- [Your goal]:
Please rewrite the items from the beginning through the line with "19. The white", substituting "Final Exam" for "Midterm Exam" and changing nothing else. Leave the pictures out of your answer.

- [Object detection data]:
━━━━━━━━━━━━━━━━━━━━

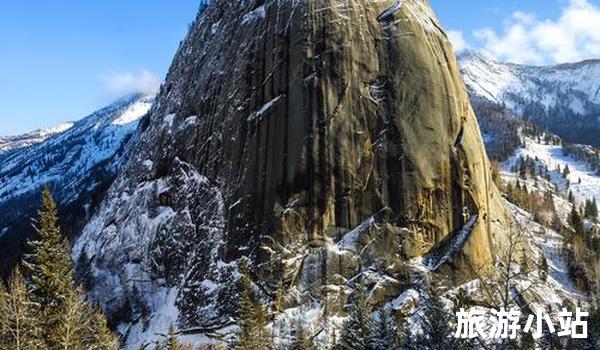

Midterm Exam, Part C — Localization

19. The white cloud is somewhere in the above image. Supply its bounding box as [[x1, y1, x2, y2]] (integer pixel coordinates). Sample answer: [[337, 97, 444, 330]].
[[473, 0, 600, 64], [447, 30, 469, 52], [100, 70, 161, 96]]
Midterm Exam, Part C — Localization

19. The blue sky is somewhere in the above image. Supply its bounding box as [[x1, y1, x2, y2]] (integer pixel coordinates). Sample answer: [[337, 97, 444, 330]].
[[0, 0, 198, 135], [0, 0, 600, 135]]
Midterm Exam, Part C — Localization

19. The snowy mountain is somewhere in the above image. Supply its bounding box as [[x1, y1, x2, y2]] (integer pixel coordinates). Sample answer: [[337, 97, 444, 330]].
[[0, 122, 73, 154], [458, 50, 600, 146], [73, 0, 511, 349], [0, 95, 154, 278]]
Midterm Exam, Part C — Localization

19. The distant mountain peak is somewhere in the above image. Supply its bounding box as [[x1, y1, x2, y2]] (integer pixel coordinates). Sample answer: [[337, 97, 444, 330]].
[[457, 50, 600, 146]]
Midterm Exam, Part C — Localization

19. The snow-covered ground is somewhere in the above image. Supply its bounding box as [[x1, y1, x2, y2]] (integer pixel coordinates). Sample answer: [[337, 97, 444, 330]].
[[0, 122, 74, 154], [505, 137, 600, 203]]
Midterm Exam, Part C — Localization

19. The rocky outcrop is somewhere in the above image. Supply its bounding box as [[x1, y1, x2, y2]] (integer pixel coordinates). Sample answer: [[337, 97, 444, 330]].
[[0, 94, 154, 279], [74, 0, 506, 346]]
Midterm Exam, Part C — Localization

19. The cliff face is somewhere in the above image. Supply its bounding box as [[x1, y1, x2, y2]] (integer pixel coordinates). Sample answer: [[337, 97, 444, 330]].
[[74, 0, 505, 344]]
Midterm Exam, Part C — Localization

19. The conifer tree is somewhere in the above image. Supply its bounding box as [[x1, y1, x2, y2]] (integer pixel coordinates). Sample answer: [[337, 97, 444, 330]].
[[74, 248, 95, 291], [563, 164, 571, 179], [0, 267, 45, 350], [290, 320, 317, 350], [87, 307, 120, 350], [25, 187, 73, 340], [372, 307, 401, 350], [519, 157, 527, 180], [338, 282, 373, 350], [236, 263, 272, 350], [21, 188, 119, 350], [538, 254, 548, 282], [569, 190, 575, 204], [51, 289, 91, 350], [165, 325, 181, 350], [569, 206, 584, 235]]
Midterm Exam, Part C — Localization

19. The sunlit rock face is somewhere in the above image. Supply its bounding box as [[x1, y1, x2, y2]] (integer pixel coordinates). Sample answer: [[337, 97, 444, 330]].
[[74, 0, 506, 342]]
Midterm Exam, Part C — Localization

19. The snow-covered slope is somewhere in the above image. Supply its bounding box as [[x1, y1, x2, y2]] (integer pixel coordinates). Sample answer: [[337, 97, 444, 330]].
[[0, 122, 73, 154], [0, 96, 153, 203], [0, 95, 154, 274], [506, 137, 600, 203], [458, 50, 600, 145]]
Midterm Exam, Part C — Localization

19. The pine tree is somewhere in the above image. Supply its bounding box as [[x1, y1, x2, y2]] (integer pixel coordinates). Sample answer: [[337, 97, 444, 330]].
[[87, 307, 120, 350], [569, 206, 584, 235], [236, 263, 272, 350], [52, 289, 91, 350], [20, 188, 118, 350], [290, 320, 317, 350], [569, 190, 575, 204], [338, 283, 373, 350], [538, 254, 548, 282], [0, 267, 45, 350], [165, 325, 181, 350], [372, 307, 402, 350], [409, 287, 474, 350], [520, 249, 529, 274], [519, 157, 527, 180], [563, 164, 571, 179], [74, 248, 95, 291], [25, 187, 73, 348]]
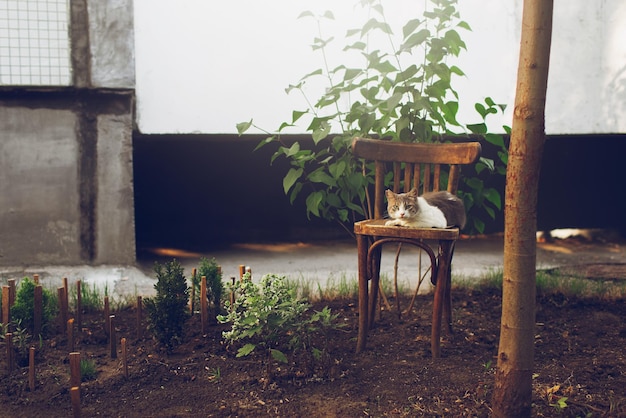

━━━━━━━━━━━━━━━━━━━━

- [Answer to the problem]:
Final Exam, Part C — Localization

19. The white cloud is somewhere in the above image. Supply its bounding box as [[x1, y1, x2, y2]] (integer pixel coordinates). Sample answer: [[337, 97, 444, 330]].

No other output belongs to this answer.